EXERCISE MATERIAL ->
********************

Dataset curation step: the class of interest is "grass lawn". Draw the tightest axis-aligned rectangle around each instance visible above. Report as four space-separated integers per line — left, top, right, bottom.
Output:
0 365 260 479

********************

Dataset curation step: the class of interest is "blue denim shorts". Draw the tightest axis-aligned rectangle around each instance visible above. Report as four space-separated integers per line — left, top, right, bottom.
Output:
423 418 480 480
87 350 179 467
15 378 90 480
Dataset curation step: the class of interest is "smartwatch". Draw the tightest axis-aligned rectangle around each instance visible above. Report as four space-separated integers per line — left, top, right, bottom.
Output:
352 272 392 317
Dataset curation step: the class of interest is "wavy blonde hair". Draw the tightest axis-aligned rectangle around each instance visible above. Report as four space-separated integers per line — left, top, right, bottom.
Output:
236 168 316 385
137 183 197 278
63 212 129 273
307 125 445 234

********************

AIM OF THE EXERCISE ->
Show each line from the listing above that contains the word "step", matching upper and lower case exactly.

RESULT ->
Dataset curation step: the class of interest is "grass lawn". Draw the tightest axis-aligned rectangle around each instance visible above. Report as four space-separated integers per line — left, top, right, bottom.
Dataset curation step: the class of interest is "blue denim shorts". Draw the tightest axis-aligned rectangle around each instance visible above. Report as four space-separated integers per line — left, top, right, bottom.
Dataset curation step: the class of interest is "smartwatch". Draw the tightest axis-aligned rectangle around each instance visible above. Report as four space-separated integers per line — left, top, right, bottom.
Dataset curation step: the class of interest is "wavy blonde hair". Draw the tightest axis-aligned rectangle around each instance visible above. Report as four space-separated integers per line — left, top, right, bottom.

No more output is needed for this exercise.